Extract.
-- Start --

Making The Application
• Part Two
• Even good preaching is useless if we do not apply what is taught to our lives.

• Introduction
• Romans 10:17: faith comes by hearing, and hearing by the word of Christ.
• Galatians 5:6: all that matters is faith working through love.
• Thus we know we come to faith through hearing, accepting the Word of God.
• But how do we go from hearing and accepting the Word of God in the Gospel to living the faith in love?
• That is what we need to figure out.

• Applying The Message
• The vast majority of variance in Christian faith and practice is in terms of application!
• The Bible was written to people thousands of years ago to people in different cultures.
• What do we directly absorb, what do we learn by example, and what should we avoid?
• These are serious questions we should consider.
• Let us consider how we are to apply God's message to life.
• The last lesson we looked at Discernment.

• Meditation
• A lost art which proves crucial to application of the Gospel to life is meditation.
• We live in a rushed world with no end of distractions.
• We are busy with all sorts of things.
• We barely have time to think about how we are going to get through the day, let alone anything else!
• Yet consider Deuteronomy 6:6-12, Psalms 1:2, 19:14, 119:15, 48, 78, 148; Philippians 4:8
• In the Law of Moses there is an expectation of constant reflection
upon God's precepts.
• Paul expects Christians to think on that which is good, lovely,
praiseworthy (Philippians 4:8).
• A major part of the challenge is the "curse" of literacy, and all the
more, the "curse" of ever-available technology.

-- End --

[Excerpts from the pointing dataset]

-- Start --

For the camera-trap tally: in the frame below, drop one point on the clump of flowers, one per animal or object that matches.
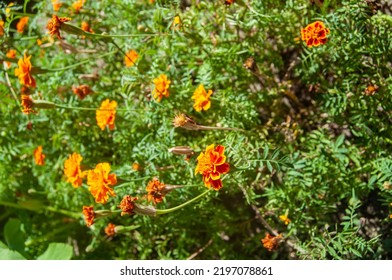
(106, 114)
(212, 164)
(20, 26)
(315, 34)
(54, 25)
(82, 91)
(161, 87)
(39, 157)
(201, 99)
(73, 171)
(23, 72)
(130, 58)
(271, 242)
(99, 181)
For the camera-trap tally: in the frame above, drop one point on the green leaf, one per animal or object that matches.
(14, 236)
(57, 251)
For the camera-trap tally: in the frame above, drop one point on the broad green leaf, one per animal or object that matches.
(57, 251)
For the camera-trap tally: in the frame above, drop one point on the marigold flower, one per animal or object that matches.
(39, 157)
(10, 54)
(89, 215)
(54, 25)
(202, 99)
(271, 242)
(99, 180)
(82, 91)
(161, 87)
(127, 205)
(73, 171)
(23, 72)
(27, 104)
(106, 114)
(77, 5)
(212, 164)
(285, 219)
(56, 5)
(130, 58)
(315, 34)
(20, 26)
(110, 229)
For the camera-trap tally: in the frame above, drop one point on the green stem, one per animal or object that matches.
(166, 211)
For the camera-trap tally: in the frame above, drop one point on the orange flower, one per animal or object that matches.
(54, 25)
(99, 180)
(39, 157)
(285, 219)
(27, 104)
(10, 54)
(161, 87)
(24, 72)
(315, 34)
(271, 242)
(56, 5)
(22, 24)
(110, 230)
(202, 99)
(106, 114)
(77, 5)
(127, 205)
(82, 91)
(72, 170)
(130, 58)
(155, 191)
(212, 164)
(89, 215)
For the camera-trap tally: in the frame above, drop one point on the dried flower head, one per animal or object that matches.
(82, 91)
(130, 58)
(89, 215)
(39, 157)
(110, 229)
(127, 205)
(271, 242)
(201, 99)
(73, 171)
(54, 25)
(106, 114)
(161, 87)
(315, 34)
(23, 72)
(212, 164)
(20, 26)
(99, 181)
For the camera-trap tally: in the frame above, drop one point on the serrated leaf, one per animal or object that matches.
(57, 251)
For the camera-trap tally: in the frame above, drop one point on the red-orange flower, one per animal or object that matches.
(106, 114)
(39, 157)
(212, 164)
(127, 205)
(99, 181)
(89, 215)
(73, 171)
(271, 242)
(23, 72)
(54, 25)
(161, 87)
(315, 34)
(20, 26)
(201, 99)
(110, 229)
(130, 58)
(82, 91)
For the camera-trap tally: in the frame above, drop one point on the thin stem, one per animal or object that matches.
(166, 211)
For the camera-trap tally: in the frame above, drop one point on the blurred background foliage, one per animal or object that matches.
(315, 143)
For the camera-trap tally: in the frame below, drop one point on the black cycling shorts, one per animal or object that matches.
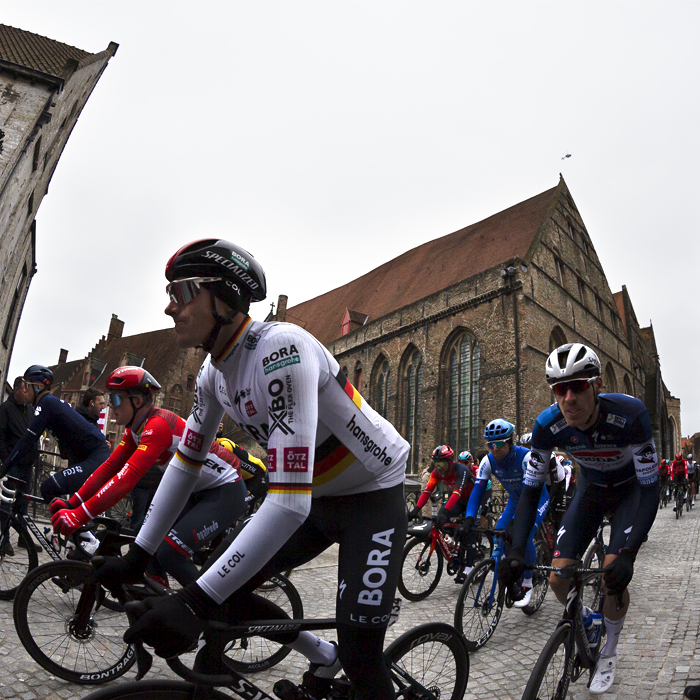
(371, 531)
(589, 507)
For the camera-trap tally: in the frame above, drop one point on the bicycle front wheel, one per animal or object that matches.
(17, 558)
(435, 657)
(551, 675)
(154, 690)
(80, 646)
(479, 606)
(253, 654)
(420, 570)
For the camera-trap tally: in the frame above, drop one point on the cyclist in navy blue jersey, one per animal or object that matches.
(507, 463)
(610, 436)
(79, 442)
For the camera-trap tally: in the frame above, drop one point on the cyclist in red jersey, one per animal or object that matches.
(151, 438)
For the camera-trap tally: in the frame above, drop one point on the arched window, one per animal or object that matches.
(463, 361)
(381, 384)
(628, 385)
(413, 388)
(556, 338)
(357, 382)
(610, 381)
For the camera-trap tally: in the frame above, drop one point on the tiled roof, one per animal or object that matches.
(37, 52)
(158, 347)
(427, 269)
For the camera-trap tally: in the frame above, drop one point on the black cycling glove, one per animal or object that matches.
(112, 572)
(618, 573)
(173, 623)
(512, 566)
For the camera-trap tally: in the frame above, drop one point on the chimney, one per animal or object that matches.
(281, 308)
(116, 328)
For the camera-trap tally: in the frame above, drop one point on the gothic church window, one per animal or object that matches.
(463, 369)
(413, 389)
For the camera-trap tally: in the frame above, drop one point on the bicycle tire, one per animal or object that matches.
(418, 583)
(476, 615)
(435, 656)
(44, 616)
(269, 584)
(540, 579)
(153, 690)
(253, 654)
(551, 674)
(14, 568)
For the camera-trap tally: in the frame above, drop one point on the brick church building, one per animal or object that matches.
(455, 332)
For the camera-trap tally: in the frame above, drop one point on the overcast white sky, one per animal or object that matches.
(329, 137)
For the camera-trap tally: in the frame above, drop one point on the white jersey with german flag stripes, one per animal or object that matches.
(322, 438)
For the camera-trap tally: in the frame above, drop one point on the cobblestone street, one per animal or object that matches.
(657, 654)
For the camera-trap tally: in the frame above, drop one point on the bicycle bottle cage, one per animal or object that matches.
(6, 495)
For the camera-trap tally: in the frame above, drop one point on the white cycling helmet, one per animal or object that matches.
(572, 361)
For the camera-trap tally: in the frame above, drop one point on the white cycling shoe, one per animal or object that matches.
(604, 675)
(525, 600)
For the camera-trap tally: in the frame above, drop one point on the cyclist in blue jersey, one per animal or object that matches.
(507, 463)
(80, 442)
(610, 436)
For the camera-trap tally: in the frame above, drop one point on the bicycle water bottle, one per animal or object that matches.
(592, 624)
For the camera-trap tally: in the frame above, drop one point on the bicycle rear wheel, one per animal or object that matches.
(478, 606)
(86, 649)
(420, 571)
(253, 654)
(154, 690)
(17, 558)
(551, 674)
(433, 655)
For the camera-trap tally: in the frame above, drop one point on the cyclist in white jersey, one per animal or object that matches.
(336, 470)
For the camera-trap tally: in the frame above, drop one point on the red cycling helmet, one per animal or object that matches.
(442, 452)
(135, 381)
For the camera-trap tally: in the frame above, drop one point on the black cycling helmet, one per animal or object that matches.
(38, 374)
(241, 278)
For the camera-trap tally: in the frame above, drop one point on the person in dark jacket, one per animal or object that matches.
(15, 416)
(93, 404)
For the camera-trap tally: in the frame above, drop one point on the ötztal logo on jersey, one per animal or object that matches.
(296, 459)
(194, 440)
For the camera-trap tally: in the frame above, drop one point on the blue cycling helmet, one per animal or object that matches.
(498, 429)
(38, 374)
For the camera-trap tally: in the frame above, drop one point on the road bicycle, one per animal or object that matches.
(569, 652)
(19, 554)
(426, 551)
(482, 597)
(428, 662)
(594, 558)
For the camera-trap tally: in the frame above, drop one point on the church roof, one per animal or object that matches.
(38, 53)
(427, 269)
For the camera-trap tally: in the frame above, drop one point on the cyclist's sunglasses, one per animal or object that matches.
(578, 386)
(182, 292)
(115, 400)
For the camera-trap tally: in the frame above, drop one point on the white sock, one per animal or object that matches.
(315, 649)
(612, 630)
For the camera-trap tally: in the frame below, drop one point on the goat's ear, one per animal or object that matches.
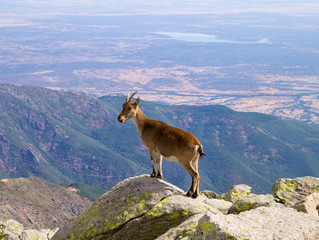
(138, 100)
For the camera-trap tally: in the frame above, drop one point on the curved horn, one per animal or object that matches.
(131, 97)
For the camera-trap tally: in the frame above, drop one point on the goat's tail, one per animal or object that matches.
(201, 152)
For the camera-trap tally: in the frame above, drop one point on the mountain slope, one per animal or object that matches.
(38, 203)
(71, 137)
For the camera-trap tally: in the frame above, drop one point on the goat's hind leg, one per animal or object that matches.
(193, 191)
(159, 165)
(154, 173)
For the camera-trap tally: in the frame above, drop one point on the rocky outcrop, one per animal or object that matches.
(12, 230)
(150, 208)
(291, 191)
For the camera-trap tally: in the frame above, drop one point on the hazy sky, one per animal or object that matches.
(154, 6)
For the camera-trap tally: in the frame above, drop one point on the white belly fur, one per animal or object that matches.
(172, 158)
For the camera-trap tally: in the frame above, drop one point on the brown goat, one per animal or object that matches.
(163, 140)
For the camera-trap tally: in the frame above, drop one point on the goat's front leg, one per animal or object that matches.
(159, 166)
(154, 173)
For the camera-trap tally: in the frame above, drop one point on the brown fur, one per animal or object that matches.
(164, 140)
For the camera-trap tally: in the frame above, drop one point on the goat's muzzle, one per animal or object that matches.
(121, 119)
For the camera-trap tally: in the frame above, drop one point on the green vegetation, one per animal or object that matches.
(70, 137)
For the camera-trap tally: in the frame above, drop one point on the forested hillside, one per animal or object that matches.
(71, 137)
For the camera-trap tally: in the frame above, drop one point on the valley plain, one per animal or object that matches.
(250, 57)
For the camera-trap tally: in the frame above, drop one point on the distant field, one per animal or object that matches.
(248, 57)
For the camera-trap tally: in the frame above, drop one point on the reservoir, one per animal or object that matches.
(206, 38)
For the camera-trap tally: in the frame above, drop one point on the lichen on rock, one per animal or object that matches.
(150, 208)
(237, 192)
(290, 191)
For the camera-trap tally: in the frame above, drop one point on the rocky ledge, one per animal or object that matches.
(150, 208)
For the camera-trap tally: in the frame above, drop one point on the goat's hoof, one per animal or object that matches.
(189, 193)
(194, 195)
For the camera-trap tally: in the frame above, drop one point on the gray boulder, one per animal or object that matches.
(150, 208)
(309, 205)
(237, 192)
(291, 191)
(246, 204)
(263, 223)
(133, 204)
(219, 204)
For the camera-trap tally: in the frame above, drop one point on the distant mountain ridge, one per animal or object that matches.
(38, 203)
(69, 137)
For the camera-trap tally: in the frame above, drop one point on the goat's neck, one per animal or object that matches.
(140, 120)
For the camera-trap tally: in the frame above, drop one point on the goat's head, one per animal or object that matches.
(129, 108)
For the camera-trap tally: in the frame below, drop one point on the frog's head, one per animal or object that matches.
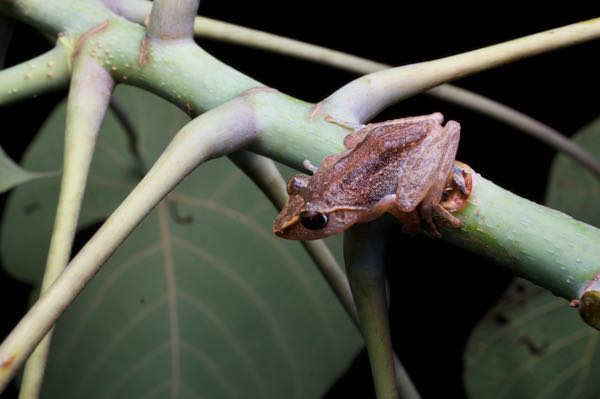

-- End --

Output the entire sermon outline word for word, with nothing changed. The records play no part in what is asked here.

Task output.
Making The Application
• Part Two
• Even good preaching is useless if we do not apply what is taught to our lives.

• Introduction
• Romans 10:17: faith comes by hearing, and hearing by the word of Christ.
• Galatians 5:6: all that matters is faith working through love.
• Thus we know we come to faith through hearing, accepting the Word of God.
• But how do we go from hearing and accepting the Word of God in the Gospel to living the faith in love?
• That is what we need to figure out.

• Applying The Message
• The vast majority of variance in Christian faith and practice is in terms of application!
• The Bible was written to people thousands of years ago to people in different cultures.
• What do we directly absorb, what do we learn by example, and what should we avoid?
• These are serious questions we should consider.
• Let us consider how we are to apply God's message to life.
• The last lesson we looked at Discernment.

• Meditation
• A lost art which proves crucial to application of the Gospel to life is meditation.
• We live in a rushed world with no end of distractions.
• We are busy with all sorts of things.
• We barely have time to think about how we are going to get through the day, let alone anything else!
• Yet consider Deuteronomy 6:6-12, Psalms 1:2, 19:14, 119:15, 48, 78, 148; Philippians 4:8
• In the Law of Moses there is an expectation of constant reflection
upon God's precepts.
• Paul expects Christians to think on that which is good, lovely,
praiseworthy (Philippians 4:8).
• A major part of the challenge is the "curse" of literacy, and all the
more, the "curse" of ever-available technology.